Après une demi-heure de route je fais une halte de quelques minutes pour me dégourdir les jambes le long d’un cours d’eau genevois la Seymaz (cours d’eau protégé et renaturé). Mais je ne vais pas m’attarder, ce lieu est très fréquenté par les promeneurs.

Après une heure de route, j’arrive au parking correspondant du lieu de la balade. Il ne fait pas chaud, le temps de s’habiller et de vérifier le matériel une dernière fois il est un peu plus de 10h quand j’entame la balade le long du Rhône en direction de Genève. En effet, à ma grande surprise, un seul point d’eau au niveau des étangs (les Teppes de Verbois) n’est pas gelé.

Par chance un couple de martins-pêcheurs est présent, il se déplace sur tout le site (il y a trois étangs) et vient régulièrement vers le point d’eau accessible pour se nourrir. Ils ont la chance de trouver de la nourriture comme des épinoches. Il ne fait pas bien chaud et à cette heure-ci le site est à l’ombre. Installé dans l’affût, le couple survole les étangs, ils vont se percher sur des arbustes au soleil et viennent régulièrement se nourrir.

Heureusement avec le matériel utilisé, le peu de lumière me permet d’obtenir de bons clichés. C’est un régal de les voir tous les deux se poser sur la branche devant moi et assommer le poisson avant de l’avaler, parfois il joue, le lance au-dessus du bec et une fois la fête finie, l’avale la tête la première. Même le bruit du déclencheur ne semble pas l’effrayer. J’ai l’impression de vivre une scène de théâtre et de me trouver en première loge.

■ **EXTRAITS DE DONNÉES**:

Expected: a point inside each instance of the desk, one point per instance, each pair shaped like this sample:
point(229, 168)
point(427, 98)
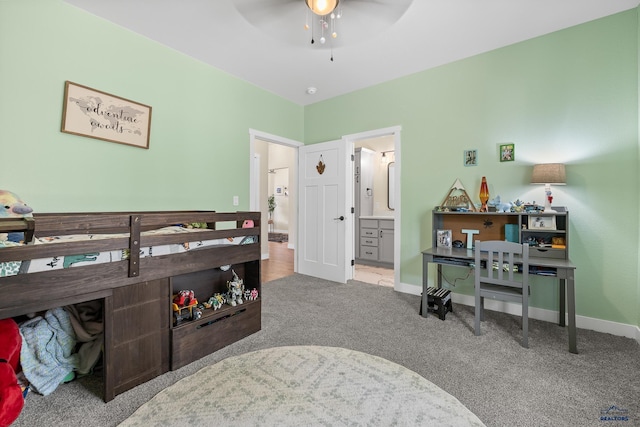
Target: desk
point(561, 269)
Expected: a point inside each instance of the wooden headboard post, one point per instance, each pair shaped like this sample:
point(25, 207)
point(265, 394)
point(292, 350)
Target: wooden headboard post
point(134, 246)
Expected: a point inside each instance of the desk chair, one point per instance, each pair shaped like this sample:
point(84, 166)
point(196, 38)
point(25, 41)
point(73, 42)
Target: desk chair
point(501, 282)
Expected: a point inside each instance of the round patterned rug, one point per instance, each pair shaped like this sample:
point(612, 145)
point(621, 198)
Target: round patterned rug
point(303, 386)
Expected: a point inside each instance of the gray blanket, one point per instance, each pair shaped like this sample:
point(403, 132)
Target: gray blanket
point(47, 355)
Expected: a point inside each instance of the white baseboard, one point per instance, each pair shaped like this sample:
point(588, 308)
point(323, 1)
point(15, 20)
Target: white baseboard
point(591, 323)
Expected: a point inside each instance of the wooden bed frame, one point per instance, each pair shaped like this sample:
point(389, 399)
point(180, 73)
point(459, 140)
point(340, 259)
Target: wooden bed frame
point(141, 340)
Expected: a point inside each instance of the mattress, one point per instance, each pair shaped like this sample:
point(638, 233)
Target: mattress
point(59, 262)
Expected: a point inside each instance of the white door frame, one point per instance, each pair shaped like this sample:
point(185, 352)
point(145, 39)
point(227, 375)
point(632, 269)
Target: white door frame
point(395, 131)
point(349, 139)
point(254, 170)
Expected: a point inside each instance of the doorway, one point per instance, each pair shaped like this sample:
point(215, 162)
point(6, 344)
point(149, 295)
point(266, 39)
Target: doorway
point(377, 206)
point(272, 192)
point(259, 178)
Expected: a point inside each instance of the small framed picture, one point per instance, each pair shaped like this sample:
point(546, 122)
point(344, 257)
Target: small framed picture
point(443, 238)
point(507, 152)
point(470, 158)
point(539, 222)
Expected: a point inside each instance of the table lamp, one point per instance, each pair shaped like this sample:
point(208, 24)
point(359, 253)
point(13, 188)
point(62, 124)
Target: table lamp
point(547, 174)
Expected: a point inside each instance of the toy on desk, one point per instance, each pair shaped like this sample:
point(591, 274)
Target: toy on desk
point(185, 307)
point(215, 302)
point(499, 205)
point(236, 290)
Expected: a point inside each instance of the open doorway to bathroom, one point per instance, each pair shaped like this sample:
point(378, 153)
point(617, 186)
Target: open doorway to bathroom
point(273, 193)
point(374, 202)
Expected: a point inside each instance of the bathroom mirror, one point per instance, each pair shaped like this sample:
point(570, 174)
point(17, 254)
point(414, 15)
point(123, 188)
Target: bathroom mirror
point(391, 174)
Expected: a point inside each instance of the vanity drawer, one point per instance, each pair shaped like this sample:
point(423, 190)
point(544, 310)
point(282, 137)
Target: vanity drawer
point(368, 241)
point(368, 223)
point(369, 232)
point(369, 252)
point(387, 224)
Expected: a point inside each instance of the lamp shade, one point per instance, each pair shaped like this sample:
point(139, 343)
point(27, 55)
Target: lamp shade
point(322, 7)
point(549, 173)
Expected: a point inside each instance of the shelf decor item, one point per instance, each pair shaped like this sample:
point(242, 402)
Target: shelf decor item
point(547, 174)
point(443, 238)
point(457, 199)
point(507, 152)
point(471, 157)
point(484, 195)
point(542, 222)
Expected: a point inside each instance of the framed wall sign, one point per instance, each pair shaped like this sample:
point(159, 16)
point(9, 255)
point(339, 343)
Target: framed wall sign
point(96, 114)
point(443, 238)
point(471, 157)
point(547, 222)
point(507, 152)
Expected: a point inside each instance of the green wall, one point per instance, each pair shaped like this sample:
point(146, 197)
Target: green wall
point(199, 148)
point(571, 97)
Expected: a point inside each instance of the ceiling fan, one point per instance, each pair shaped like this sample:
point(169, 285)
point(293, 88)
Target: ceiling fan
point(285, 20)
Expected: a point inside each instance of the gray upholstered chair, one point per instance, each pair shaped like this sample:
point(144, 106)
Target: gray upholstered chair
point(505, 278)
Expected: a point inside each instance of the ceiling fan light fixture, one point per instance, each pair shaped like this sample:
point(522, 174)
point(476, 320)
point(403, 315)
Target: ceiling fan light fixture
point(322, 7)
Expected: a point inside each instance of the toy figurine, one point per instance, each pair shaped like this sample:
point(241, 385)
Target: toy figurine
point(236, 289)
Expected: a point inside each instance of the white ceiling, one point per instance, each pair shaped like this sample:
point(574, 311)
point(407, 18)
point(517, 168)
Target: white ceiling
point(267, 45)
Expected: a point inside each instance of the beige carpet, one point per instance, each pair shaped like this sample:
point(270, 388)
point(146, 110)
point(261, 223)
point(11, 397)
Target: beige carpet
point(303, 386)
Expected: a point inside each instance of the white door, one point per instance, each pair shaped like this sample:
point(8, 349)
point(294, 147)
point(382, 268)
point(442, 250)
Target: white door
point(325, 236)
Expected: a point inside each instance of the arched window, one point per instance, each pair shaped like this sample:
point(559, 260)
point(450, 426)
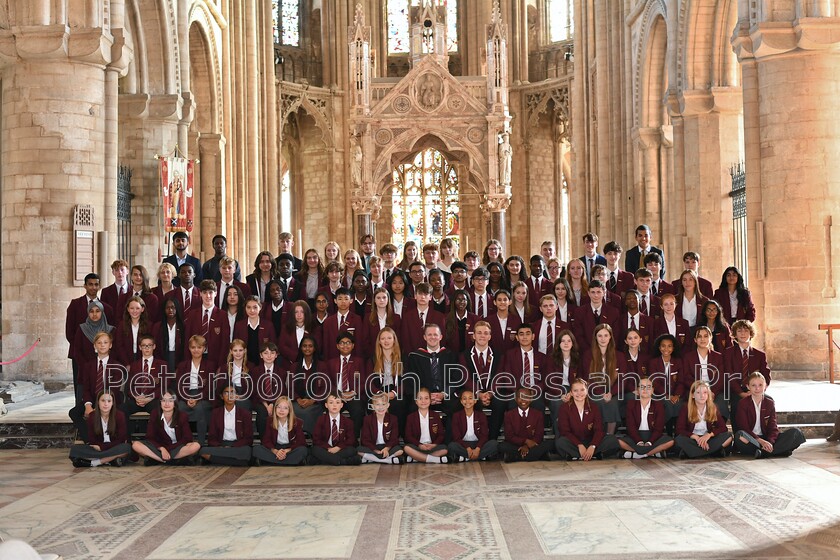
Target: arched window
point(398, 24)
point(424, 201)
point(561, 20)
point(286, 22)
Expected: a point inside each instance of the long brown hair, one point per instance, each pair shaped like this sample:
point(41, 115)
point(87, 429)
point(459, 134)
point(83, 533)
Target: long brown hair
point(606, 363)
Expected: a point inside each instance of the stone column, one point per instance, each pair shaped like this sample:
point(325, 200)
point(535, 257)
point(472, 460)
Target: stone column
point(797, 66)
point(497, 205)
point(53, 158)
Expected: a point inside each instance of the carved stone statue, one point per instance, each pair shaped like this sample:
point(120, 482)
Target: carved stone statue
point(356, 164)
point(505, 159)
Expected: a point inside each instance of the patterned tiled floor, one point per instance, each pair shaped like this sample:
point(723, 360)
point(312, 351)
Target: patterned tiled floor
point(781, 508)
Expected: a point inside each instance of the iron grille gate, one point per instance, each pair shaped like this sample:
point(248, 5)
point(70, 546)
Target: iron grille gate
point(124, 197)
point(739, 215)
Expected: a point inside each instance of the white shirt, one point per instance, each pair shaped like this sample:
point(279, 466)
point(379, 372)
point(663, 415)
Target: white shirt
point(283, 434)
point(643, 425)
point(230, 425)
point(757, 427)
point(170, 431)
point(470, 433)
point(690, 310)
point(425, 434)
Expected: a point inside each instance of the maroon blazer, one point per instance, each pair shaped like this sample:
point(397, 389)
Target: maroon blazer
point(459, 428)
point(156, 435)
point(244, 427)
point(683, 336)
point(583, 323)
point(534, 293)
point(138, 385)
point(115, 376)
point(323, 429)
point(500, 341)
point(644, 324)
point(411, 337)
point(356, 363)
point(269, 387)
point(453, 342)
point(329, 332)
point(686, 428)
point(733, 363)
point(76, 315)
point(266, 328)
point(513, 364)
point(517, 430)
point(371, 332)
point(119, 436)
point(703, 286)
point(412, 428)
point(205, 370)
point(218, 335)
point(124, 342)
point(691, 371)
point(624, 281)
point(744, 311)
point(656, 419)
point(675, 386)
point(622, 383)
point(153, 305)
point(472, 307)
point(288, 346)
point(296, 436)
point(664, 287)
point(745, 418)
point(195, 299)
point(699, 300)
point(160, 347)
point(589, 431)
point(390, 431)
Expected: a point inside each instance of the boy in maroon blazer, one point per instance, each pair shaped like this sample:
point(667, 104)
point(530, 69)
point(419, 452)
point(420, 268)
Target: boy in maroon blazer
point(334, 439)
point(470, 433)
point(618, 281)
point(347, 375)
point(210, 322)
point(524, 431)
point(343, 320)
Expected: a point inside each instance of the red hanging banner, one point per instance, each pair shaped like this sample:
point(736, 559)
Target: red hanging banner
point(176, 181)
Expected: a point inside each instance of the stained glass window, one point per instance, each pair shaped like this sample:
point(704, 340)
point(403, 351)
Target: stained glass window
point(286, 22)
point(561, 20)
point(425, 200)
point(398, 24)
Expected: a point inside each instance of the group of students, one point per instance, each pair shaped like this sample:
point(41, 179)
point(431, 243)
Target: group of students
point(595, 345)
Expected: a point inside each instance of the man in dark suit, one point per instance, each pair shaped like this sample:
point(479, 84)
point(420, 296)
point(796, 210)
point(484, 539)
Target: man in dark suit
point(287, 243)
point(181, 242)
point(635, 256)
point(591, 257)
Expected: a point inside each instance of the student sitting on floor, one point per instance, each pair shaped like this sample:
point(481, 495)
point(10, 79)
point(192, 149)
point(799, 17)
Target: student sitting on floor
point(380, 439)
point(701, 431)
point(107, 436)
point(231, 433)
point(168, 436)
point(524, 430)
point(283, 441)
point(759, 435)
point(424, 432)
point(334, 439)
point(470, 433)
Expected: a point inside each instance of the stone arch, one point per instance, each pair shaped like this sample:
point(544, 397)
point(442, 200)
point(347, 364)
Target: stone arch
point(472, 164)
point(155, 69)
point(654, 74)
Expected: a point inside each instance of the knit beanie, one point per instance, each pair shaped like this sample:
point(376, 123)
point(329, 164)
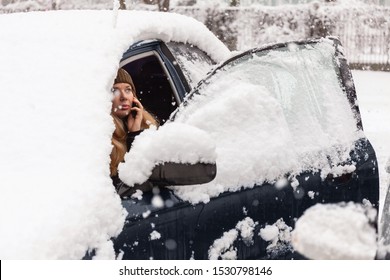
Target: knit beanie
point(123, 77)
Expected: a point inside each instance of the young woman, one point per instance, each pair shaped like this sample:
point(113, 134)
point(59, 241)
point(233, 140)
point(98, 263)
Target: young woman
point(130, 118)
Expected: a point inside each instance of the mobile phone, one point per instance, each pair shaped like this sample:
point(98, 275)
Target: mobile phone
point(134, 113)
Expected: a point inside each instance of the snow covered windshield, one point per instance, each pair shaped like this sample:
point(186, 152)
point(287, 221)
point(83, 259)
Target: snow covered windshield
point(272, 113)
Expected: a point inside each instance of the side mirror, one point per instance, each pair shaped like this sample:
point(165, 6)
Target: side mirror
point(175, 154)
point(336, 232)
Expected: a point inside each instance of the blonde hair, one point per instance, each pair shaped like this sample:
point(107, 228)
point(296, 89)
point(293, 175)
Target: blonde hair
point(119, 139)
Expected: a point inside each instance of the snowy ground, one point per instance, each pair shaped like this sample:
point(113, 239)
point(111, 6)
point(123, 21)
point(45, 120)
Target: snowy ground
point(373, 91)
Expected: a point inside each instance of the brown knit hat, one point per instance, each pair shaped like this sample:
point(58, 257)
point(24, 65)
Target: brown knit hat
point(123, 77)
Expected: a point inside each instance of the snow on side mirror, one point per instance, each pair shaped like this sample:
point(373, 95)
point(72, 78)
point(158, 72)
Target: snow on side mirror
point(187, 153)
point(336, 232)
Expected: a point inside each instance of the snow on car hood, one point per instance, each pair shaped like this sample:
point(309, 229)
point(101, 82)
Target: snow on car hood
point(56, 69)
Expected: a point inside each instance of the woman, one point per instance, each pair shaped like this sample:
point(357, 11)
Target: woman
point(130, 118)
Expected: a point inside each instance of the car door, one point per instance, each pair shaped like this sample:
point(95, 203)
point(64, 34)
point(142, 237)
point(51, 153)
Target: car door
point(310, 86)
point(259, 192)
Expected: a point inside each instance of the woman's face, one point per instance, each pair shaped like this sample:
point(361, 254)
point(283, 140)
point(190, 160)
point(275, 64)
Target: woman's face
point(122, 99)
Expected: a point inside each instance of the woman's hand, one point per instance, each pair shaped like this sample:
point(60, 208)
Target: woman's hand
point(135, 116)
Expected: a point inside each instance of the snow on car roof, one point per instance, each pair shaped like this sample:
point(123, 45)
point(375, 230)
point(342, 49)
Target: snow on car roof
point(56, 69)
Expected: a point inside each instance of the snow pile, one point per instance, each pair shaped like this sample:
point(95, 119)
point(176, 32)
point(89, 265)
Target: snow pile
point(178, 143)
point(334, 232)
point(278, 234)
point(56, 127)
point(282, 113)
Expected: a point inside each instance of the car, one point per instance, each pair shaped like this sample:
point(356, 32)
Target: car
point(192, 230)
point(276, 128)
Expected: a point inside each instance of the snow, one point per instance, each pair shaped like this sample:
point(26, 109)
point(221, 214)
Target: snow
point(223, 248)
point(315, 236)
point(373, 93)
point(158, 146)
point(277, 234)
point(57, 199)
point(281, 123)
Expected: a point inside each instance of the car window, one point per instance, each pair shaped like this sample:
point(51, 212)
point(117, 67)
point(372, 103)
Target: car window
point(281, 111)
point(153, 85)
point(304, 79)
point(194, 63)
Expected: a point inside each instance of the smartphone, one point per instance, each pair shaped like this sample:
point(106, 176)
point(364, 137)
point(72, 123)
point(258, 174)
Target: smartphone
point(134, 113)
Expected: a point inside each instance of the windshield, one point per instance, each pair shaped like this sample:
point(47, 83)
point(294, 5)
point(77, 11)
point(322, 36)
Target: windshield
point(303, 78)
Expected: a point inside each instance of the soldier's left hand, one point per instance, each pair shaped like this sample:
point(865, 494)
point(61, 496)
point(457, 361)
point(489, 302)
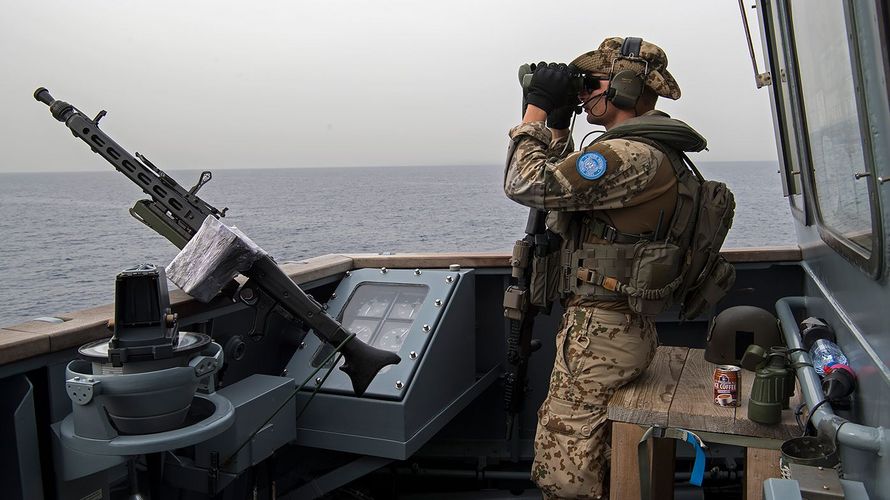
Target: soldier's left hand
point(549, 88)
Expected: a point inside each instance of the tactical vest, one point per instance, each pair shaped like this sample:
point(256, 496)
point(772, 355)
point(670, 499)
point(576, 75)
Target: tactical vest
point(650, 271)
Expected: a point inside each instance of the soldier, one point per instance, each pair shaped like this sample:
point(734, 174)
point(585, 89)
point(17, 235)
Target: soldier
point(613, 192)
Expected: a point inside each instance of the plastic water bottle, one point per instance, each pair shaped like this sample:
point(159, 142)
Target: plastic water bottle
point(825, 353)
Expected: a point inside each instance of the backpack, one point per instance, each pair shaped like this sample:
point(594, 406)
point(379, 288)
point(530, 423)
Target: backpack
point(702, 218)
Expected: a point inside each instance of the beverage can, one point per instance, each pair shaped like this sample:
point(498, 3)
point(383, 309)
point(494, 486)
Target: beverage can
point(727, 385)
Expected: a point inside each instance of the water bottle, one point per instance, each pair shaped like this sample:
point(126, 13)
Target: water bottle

■ **CONSIGNES**:
• A. Relevez tous les noms propres de lieux qui figurent dans le récit de la sortie aux martins-pêcheurs.
• B. Poursuivez le récit de la sortie aux martins-pêcheurs après sa dernière phrase.

■ **RÉPONSES ATTENDUES**:
• A. la Seymaz, le Rhône, Genève, les Teppes de Verbois

• B.
D’autres espèces sont présentes, le râle d’eau fait son apparition discrètement, trois bécassines des marais sont dans l’eau tout en recherchant les vers de terre, il en est de même avec la bécassine sourde. C’est trop à la fois, je ne sais pas où donner de la tête et des yeux, le spectacle est somptueux.

Il est bientôt 13 h, les promeneurs arrivent, il est temps pour moi de partir et de retrouver le soleil pour se réchauffer, de déguster le casse-croûte vers le défilé de Fort-l’Écluse. Par chance, je rencontre cinq biches au soleil qui détalent à mon arrivée. Une journée bien remplie, des souvenirs et le soir à la maison un sommeil de plomb.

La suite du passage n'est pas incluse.